Enunciado: Cita literalmente el pasaje del texto sobre Carlos Sainz que empieza con "Tenía 17 años, pesaba" y sigue hasta "España de hoy.".

Texto dado:
_ _ _ _ _ _ _

Tenía 17 años, pesaba lo mismo que un suspiro y como todos los jóvenes yo vine, parafraseando a Gil de Biedma, a ver a Carlos Sainz ganar su tercer mundial consecutivo. Era noviembre del 98 y el piloto del que todos teníamos posters en la pared estaba a 500 metros de cruzar la meta del Rally de Gran Bretaña, cuando una avería detuvo de golpe su Toyota Corolla. El copiloto Luis de Moya vaciaba un extintor sobre el motor mientras gritaba desesperadamente "¡Trata de arrancarlo, Carlos, por Dios, trata de arrancarlo!". Toda España empujaba el Toyota con el alma en esos horribles e interminables segundos, pero no hubo milagro. El coche no se movió y Carlos Sainz perdió el título. Este acontecimiento deportivo, de una crueldad insuperable, marcó a toda mi generación. No fue el único. Y eso explica muchas cosas de la España de hoy.
Fuimos los niños que llevábamos la camiseta de una Selección a la que siempre expulsaban en cuartos y todo lo que recordábamos de la España de aquellos días era la impotencia infinita de caer ante Italia en el Mundial de 1994, con aquel inolvidable Luis Enrique ensangrentado tras el codazo de Tassotti.

_ _ _ _ _ _ _

Material recopilado:
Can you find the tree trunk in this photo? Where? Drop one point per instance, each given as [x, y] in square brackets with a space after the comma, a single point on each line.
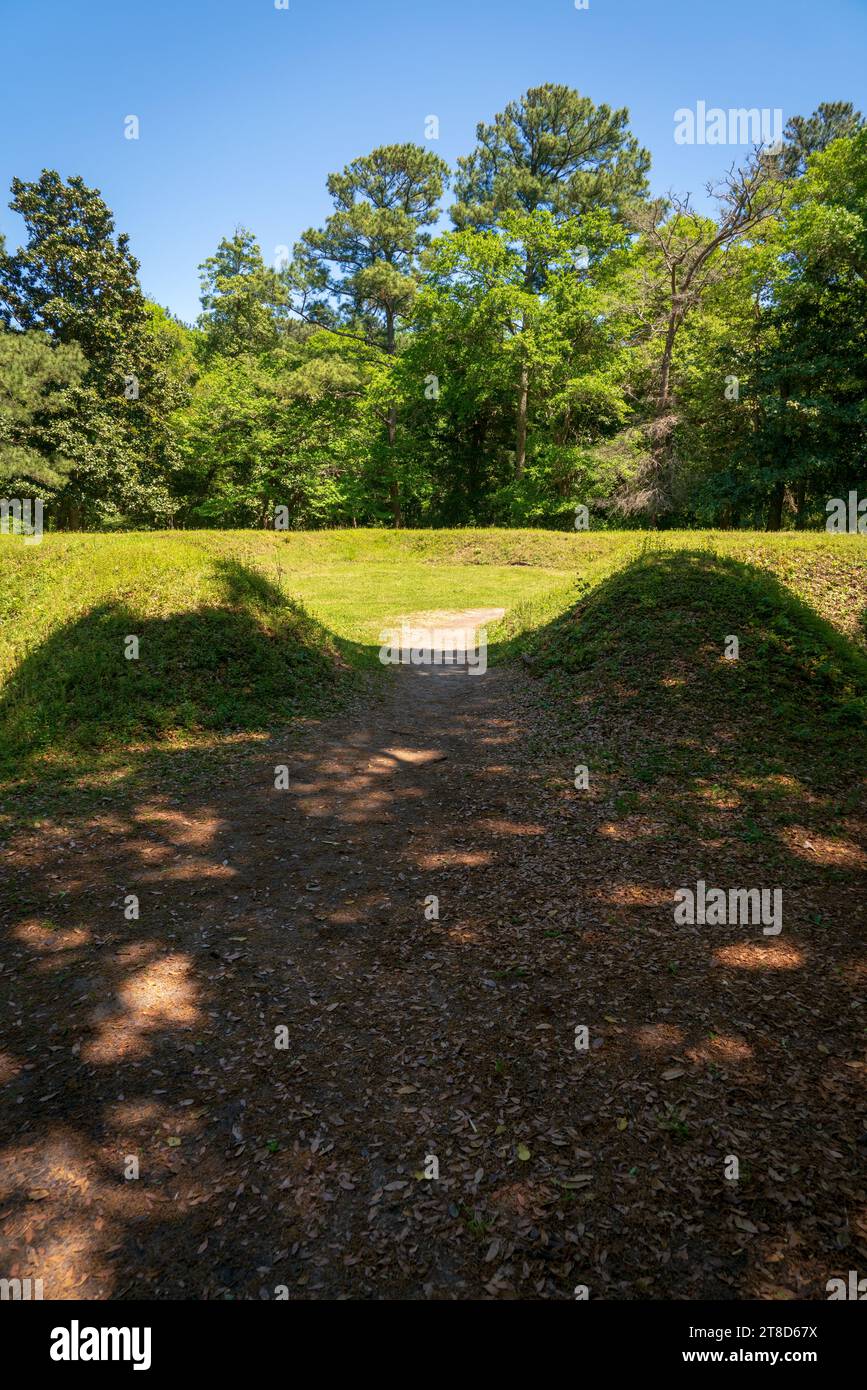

_ _ _ _ _ _ _

Solución:
Tenía 17 años, pesaba lo mismo que un suspiro y como todos los jóvenes yo vine, parafraseando a Gil de Biedma, a ver a Carlos Sainz ganar su tercer mundial consecutivo. Era noviembre del 98 y el piloto del que todos teníamos posters en la pared estaba a 500 metros de cruzar la meta del Rally de Gran Bretaña, cuando una avería detuvo de golpe su Toyota Corolla. El copiloto Luis de Moya vaciaba un extintor sobre el motor mientras gritaba desesperadamente "¡Trata de arrancarlo, Carlos, por Dios, trata de arrancarlo!". Toda España empujaba el Toyota con el alma en esos horribles e interminables segundos, pero no hubo milagro. El coche no se movió y Carlos Sainz perdió el título. Este acontecimiento deportivo, de una crueldad insuperable, marcó a toda mi generación. No fue el único. Y eso explica muchas cosas de la España de hoy.